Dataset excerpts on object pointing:
Begin

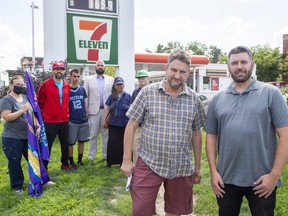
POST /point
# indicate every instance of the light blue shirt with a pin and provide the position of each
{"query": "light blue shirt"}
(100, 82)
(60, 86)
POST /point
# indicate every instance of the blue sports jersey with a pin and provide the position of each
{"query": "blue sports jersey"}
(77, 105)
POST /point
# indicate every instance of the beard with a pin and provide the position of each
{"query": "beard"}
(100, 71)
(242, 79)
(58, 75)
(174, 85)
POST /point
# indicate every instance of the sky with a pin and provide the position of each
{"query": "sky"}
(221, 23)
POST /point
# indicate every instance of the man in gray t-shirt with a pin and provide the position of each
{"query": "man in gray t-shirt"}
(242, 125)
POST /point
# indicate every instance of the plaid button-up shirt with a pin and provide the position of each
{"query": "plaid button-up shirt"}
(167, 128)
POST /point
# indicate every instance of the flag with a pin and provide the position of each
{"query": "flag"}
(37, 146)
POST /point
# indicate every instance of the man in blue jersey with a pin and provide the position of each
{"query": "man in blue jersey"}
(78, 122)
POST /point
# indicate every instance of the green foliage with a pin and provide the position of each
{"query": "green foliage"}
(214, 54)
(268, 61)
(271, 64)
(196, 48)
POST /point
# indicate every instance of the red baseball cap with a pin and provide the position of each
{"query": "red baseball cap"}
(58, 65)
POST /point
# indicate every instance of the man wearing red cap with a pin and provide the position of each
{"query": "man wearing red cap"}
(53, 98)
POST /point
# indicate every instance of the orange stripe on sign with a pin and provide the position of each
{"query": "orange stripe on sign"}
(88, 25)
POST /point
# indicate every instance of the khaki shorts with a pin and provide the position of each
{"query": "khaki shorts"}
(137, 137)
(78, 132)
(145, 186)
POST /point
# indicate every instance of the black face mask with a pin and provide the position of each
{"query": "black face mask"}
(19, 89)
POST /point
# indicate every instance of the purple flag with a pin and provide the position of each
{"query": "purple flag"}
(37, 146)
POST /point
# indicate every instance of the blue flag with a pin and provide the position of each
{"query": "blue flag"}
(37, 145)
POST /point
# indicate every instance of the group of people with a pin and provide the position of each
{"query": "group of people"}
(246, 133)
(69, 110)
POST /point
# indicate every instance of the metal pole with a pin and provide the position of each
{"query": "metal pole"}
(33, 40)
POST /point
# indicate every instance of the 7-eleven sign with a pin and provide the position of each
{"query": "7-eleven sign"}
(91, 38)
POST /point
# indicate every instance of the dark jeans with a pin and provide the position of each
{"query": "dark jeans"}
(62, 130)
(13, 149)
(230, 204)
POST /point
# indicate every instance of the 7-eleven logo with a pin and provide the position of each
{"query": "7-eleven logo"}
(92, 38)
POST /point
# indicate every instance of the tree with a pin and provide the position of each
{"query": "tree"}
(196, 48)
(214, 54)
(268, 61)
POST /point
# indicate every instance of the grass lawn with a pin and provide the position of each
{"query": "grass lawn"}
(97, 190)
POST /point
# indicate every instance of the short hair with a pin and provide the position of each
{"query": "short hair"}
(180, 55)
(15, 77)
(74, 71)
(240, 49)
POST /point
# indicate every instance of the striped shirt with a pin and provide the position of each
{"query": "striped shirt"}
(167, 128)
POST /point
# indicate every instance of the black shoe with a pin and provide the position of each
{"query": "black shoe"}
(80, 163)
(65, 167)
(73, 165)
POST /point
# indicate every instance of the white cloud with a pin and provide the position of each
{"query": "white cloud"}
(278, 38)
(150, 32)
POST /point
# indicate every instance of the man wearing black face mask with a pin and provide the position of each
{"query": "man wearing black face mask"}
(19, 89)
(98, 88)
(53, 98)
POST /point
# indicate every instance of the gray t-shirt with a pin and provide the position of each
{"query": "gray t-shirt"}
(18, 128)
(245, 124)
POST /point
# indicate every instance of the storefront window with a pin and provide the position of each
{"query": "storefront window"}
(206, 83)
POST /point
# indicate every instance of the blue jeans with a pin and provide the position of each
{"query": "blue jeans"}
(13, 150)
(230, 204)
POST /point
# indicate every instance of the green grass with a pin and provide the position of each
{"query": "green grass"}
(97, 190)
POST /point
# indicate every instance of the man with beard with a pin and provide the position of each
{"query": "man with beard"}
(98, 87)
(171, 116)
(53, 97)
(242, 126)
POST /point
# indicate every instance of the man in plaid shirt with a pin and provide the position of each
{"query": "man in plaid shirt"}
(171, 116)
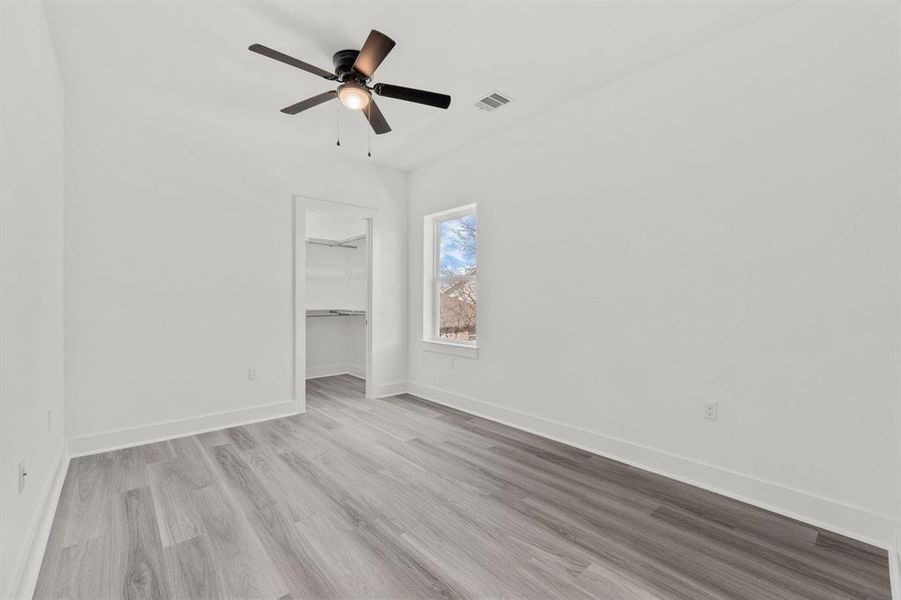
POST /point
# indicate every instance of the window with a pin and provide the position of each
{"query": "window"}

End

■ Challenge ■
Copy the entries exactly. Leave out the images.

■ Output for this task ■
POST /point
# indicate every instance of the light blue shirt with a pin and provide the position of each
{"query": "light blue shirt"}
(100, 82)
(60, 86)
POST /point
# indicate every instance of the blue sports jersey with a pin and provide the position of each
{"query": "blue sports jersey"}
(77, 105)
POST /point
# indicate every instance of the beard with a pin and provide the position of each
{"query": "beard"}
(100, 71)
(242, 79)
(58, 75)
(174, 85)
POST /point
# indicate every instance of the sky with a pin and provide the position of each
{"query": "sky"}
(221, 23)
POST /point
# indicate every instance of the man in gray t-shirt with a pin and provide the position of each
{"query": "man in gray t-shirt"}
(242, 125)
POST /point
# indicate every instance of the plaid button-up shirt with a pin and provide the position of each
{"query": "plaid button-up shirt"}
(167, 128)
POST /point
# indicate every instance of the flag with a pin and provide the position of each
{"query": "flag"}
(37, 146)
POST /point
# indicate every instance of the man in blue jersey with a pin and provide the position of each
{"query": "man in blue jersey"}
(78, 122)
POST /point
# indicate every instance of the green foliage with a pin and provide the position of each
{"query": "green foliage"}
(214, 54)
(268, 61)
(271, 64)
(196, 48)
POST /point
# indicate every instance of the red baseball cap with a pin and provide the position of each
{"query": "red baseball cap"}
(58, 65)
POST /point
# indicate every instance of the man wearing red cap with a pin and provide the position of each
{"query": "man wearing red cap"}
(53, 98)
POST /point
# indicate every instance of the orange stripe on sign with a pin and provide the position of each
{"query": "orange stripe on sign"}
(88, 25)
POST /point
# indicate every instance of the khaki shorts with a pin and provide the position of each
{"query": "khaki shorts"}
(137, 137)
(78, 132)
(145, 186)
POST /point
# indicate every instance of the black face mask with a pin and provide the position of each
{"query": "black face mask"}
(19, 89)
POST /point
# indicate every instance of the purple flag with a pin and provide the position of each
{"query": "purple flag"}
(37, 146)
POST /point
# indicate every instance of the blue flag with a pin and provide the position of each
{"query": "blue flag"}
(37, 145)
POST /point
# indicate every instance of the group of people with a pin and provide the position of each
{"query": "group of people"}
(246, 133)
(69, 110)
POST /point
# indicate every instance of the metal pole with a pin and provide the position of each
{"query": "metal pole"}
(33, 40)
POST /point
# indicate every instance of the 7-eleven sign with a pin and provide the position of each
{"query": "7-eleven sign"}
(91, 38)
POST /point
# indicate every instance of the dark jeans with a pin and provide the position of each
{"query": "dark jeans"}
(62, 130)
(13, 149)
(230, 204)
POST /point
# indicate every instance of the 7-eleven logo with a pin and provide the position of each
{"query": "7-eleven logo"}
(92, 38)
POST /point
# indicate every instance of the tree with a pin and provide the position of each
{"query": "tree"}
(196, 48)
(214, 54)
(268, 61)
POST /point
# indicate every instance of the grass lawn with a pin and provide the position of each
{"query": "grass lawn"}
(97, 190)
POST /point
# indicate every instance of the short hair with a pin and provide the position of each
{"query": "short hair"}
(180, 55)
(15, 77)
(74, 71)
(240, 49)
POST /point
# indicate every instance of the striped shirt with a pin and provide the position of each
{"query": "striped shirt"}
(167, 128)
POST /point
# indicate every instance of the black shoe with a pin and provide the position of each
{"query": "black shoe"}
(80, 163)
(65, 167)
(73, 165)
POST /point
# indicate every instance of the white cloud with a pin and provide the position of each
{"query": "white cloud"}
(278, 38)
(150, 32)
POST /point
# indicate every instance of the man wearing black face mask with a pin and provide the position of each
{"query": "man wearing black face mask"}
(19, 89)
(98, 88)
(53, 98)
POST /point
# indicate every instance of the gray t-shirt with a pin and provide the position of each
{"query": "gray t-shirt"}
(18, 128)
(245, 124)
POST /point
# indicate every instance of the storefront window with a pin and provide the position of each
{"query": "storefront window"}
(206, 83)
POST /point
# indicate every instance of the blue jeans with a pin and provide the position of each
{"query": "blue jeans"}
(13, 150)
(230, 204)
POST /point
# indicate every instance of the green grass with a pin and provide the position of each
{"query": "green grass"}
(97, 190)
POST /point
# indicate every instance of the man with beard with a pin and provide the position of each
{"query": "man with beard"}
(98, 87)
(171, 116)
(53, 97)
(242, 126)
POST /point
# indicate every instance of the man in plaid shirt with a pin and provide the position of each
{"query": "man in plaid shirt"}
(171, 116)
POST /point
# indicate every instance of the window with a pin and provide the position of each
{"query": "window"}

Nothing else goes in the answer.